__Exercise objective__
List every first name of a family member that appears in the piece on how parents treat sons and daughters.

*** Supplied text ***

It's about the way parents parent different genders differently. (Say that ten times fast.) And honestly, before now, it's something I hadn't really given any serious thought towards.
Before having kids, you consistently hear general statements like "Oh, there's nothing more tender than the bond between a mother and her son" or "Fathers just can't say no to their sweet little daughters". At the time, I just dismissed them as stereotypes to be ignored.
But lately I have started noticing some patterns in our home. And as much as I loathe fitting stereotypes, the patterns align as follows: Fernando and I both are stricter with the kid of the same gender. The old sayings appear to be at least partially true.
Try this on for size: My theory is that it's easier to afford grace to someone you don't entirely understand - it's easier to overlook manipulation and testing when you aren't 100% sure if that's what it really is.
We both love both kids beyond comprehension - with our entire hearts - past what we thought possible. But the fact remains: Men understand how boys think and women understand how girls think. With the kids of the same gender, we have higher expectations based on what we understand.
For example. I'm more likely to give Daniel that 20th hug goodnight when he comes out of his room (again) saying that he's scared (again) - and Fernando is more likely to be tough with him, knowing that he's playing me like a shiny new fiddle. But Daddy's more likely to pick Violet up and comfort her when she's throwing a tantrum while I'm more likely to make her tough it out and use her manners no matter how much she's crying.
Yes, I realize that particular example just highlights my inability to choose my battles (I'm working on this). But I hold to my theory: Dad's hold sons to a higher standard than their daughters and vice versa.
I have heard these words come out of my mouth numerous times towards Violet: "That is not how we act, Violet. We are nice ladies." We. Ladies. Likewise, Fernando often explains to Daniel what it means to be a "big boy" and what kind of behavior is required. When Daniel suddenly excelled in swim classes, Fernando felt a stronger and deeper pride than I did. Why? Because dads know that their sons need to acquire a type of learned courage and adventure to become the kind of men God designed them to be. And right or wrong, moms would be fine with their sons clinging to them in the pool for just one more summer.

*** Data provided ***

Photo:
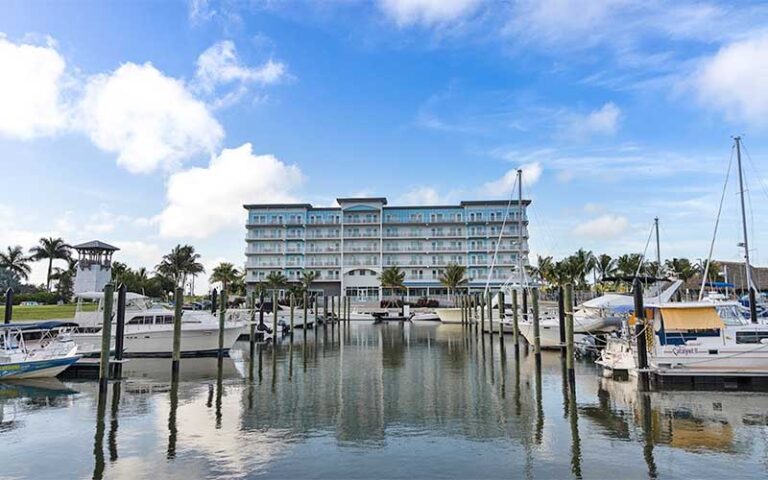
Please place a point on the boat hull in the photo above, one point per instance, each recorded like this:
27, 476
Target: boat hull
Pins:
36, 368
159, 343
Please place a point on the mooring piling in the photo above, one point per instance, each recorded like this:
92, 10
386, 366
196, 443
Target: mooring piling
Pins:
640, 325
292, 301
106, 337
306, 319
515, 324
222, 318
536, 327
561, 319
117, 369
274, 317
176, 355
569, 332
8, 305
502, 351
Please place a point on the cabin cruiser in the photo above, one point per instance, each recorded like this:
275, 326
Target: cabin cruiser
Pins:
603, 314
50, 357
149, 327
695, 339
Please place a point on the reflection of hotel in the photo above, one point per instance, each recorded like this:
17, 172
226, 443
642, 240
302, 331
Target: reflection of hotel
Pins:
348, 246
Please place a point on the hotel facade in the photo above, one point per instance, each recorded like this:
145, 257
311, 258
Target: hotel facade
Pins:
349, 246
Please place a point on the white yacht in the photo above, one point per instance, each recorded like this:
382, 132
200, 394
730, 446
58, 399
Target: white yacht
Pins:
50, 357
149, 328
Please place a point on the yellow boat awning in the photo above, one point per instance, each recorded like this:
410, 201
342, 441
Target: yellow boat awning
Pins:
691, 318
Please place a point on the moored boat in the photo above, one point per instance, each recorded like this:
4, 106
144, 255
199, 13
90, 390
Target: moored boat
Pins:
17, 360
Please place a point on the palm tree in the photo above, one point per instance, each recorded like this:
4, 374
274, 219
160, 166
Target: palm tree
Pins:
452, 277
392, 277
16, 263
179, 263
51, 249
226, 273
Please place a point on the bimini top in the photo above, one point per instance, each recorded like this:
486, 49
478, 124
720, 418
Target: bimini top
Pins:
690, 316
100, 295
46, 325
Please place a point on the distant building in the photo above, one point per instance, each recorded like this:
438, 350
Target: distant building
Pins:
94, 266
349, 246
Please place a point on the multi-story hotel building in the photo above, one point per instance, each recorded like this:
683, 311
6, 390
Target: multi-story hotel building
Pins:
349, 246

***
*** Data provided ***

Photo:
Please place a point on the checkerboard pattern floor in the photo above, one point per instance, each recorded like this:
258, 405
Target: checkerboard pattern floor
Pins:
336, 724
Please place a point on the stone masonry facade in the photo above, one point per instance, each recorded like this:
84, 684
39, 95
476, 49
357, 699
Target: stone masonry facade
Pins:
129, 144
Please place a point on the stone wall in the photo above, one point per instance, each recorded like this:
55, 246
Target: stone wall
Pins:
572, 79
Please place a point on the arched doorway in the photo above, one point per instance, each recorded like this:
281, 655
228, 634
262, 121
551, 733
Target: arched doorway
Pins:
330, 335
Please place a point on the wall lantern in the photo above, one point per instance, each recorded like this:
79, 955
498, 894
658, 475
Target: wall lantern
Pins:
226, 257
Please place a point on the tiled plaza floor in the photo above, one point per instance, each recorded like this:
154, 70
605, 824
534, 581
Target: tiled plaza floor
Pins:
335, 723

***

__Task result__
Fernando, Daniel, Violet